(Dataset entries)

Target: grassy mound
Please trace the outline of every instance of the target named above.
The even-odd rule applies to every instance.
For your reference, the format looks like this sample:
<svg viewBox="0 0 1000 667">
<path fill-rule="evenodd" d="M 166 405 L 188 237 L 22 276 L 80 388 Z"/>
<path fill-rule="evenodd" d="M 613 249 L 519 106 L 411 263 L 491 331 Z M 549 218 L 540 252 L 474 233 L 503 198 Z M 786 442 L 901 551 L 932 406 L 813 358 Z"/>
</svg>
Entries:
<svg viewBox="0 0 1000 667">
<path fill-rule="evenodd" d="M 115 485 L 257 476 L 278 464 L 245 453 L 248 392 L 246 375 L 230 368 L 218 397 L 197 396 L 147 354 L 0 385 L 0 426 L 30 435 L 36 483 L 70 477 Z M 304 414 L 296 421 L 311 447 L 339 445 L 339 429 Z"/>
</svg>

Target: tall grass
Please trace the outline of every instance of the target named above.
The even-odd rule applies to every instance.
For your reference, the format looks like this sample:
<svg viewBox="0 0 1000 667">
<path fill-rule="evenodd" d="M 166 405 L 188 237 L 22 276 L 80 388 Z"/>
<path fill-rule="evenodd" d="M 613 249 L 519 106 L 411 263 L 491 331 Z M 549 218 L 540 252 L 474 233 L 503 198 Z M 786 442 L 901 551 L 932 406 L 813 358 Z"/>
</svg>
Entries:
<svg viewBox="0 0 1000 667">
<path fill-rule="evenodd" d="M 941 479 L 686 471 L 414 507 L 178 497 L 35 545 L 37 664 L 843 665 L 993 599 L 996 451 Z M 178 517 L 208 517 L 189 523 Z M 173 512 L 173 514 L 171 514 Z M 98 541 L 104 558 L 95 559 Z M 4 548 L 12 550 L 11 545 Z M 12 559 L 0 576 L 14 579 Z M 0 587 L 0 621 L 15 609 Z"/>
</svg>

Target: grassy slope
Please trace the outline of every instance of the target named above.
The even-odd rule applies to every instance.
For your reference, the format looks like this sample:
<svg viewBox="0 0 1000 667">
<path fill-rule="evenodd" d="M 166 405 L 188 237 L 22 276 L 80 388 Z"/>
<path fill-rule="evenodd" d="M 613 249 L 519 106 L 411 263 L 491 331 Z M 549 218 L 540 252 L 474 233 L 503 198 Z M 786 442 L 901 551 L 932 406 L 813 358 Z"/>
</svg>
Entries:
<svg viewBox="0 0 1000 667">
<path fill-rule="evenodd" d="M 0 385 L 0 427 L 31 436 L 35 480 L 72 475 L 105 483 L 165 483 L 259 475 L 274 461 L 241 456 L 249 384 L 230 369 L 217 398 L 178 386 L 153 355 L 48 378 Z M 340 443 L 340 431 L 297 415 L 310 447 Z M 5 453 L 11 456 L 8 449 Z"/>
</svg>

* **WHAT TO DO**: All of the data above needs to be written out exactly.

* **SOLUTION TO THE EXERCISE**:
Target: grassy mound
Please trace the outline of every instance of the target named above.
The even-odd rule applies to every instance.
For your reference, the format looks like this sample:
<svg viewBox="0 0 1000 667">
<path fill-rule="evenodd" d="M 166 405 L 188 237 L 22 276 L 80 388 Z"/>
<path fill-rule="evenodd" d="M 613 249 L 519 106 L 411 263 L 491 331 Z M 549 218 L 540 252 L 474 233 L 503 198 Z M 786 442 L 901 551 L 932 406 L 813 358 Z"/>
</svg>
Entries:
<svg viewBox="0 0 1000 667">
<path fill-rule="evenodd" d="M 115 485 L 257 476 L 278 464 L 245 453 L 248 392 L 246 375 L 230 368 L 218 397 L 197 396 L 147 354 L 0 385 L 0 426 L 30 435 L 36 483 L 70 477 Z M 304 414 L 296 421 L 311 447 L 339 445 L 339 429 Z"/>
</svg>

Target: tall grass
Please trace the outline of every instance of the target named above.
The even-odd rule applies to every instance.
For your reference, the format looks like this sample:
<svg viewBox="0 0 1000 667">
<path fill-rule="evenodd" d="M 166 405 L 188 237 L 22 276 L 80 388 Z"/>
<path fill-rule="evenodd" d="M 613 249 L 519 106 L 411 263 L 491 331 Z M 549 218 L 540 252 L 474 233 L 503 198 Z M 786 442 L 901 551 L 932 406 L 813 358 Z"/>
</svg>
Entries:
<svg viewBox="0 0 1000 667">
<path fill-rule="evenodd" d="M 941 479 L 686 471 L 414 507 L 178 497 L 35 545 L 37 664 L 843 665 L 993 599 L 996 451 Z M 178 517 L 208 517 L 189 523 Z M 173 512 L 173 514 L 171 514 Z M 98 541 L 104 558 L 95 559 Z M 4 548 L 12 550 L 11 545 Z M 12 559 L 0 576 L 14 579 Z M 0 587 L 0 621 L 15 609 Z"/>
</svg>

Target: grassy slope
Please trace the outline of every instance of the target named above.
The even-odd rule applies to every instance.
For your reference, the format looks like this sample:
<svg viewBox="0 0 1000 667">
<path fill-rule="evenodd" d="M 166 405 L 188 237 L 22 276 L 80 388 Z"/>
<path fill-rule="evenodd" d="M 613 249 L 519 106 L 411 263 L 491 331 Z M 549 218 L 540 252 L 474 233 L 503 198 Z M 786 442 L 901 551 L 932 406 L 813 358 Z"/>
</svg>
Entries:
<svg viewBox="0 0 1000 667">
<path fill-rule="evenodd" d="M 0 385 L 0 427 L 31 436 L 35 480 L 72 475 L 105 483 L 165 483 L 259 475 L 274 461 L 241 456 L 249 384 L 230 369 L 217 398 L 178 386 L 153 355 L 48 378 Z M 340 443 L 340 431 L 297 415 L 310 447 Z M 5 453 L 11 456 L 8 449 Z"/>
</svg>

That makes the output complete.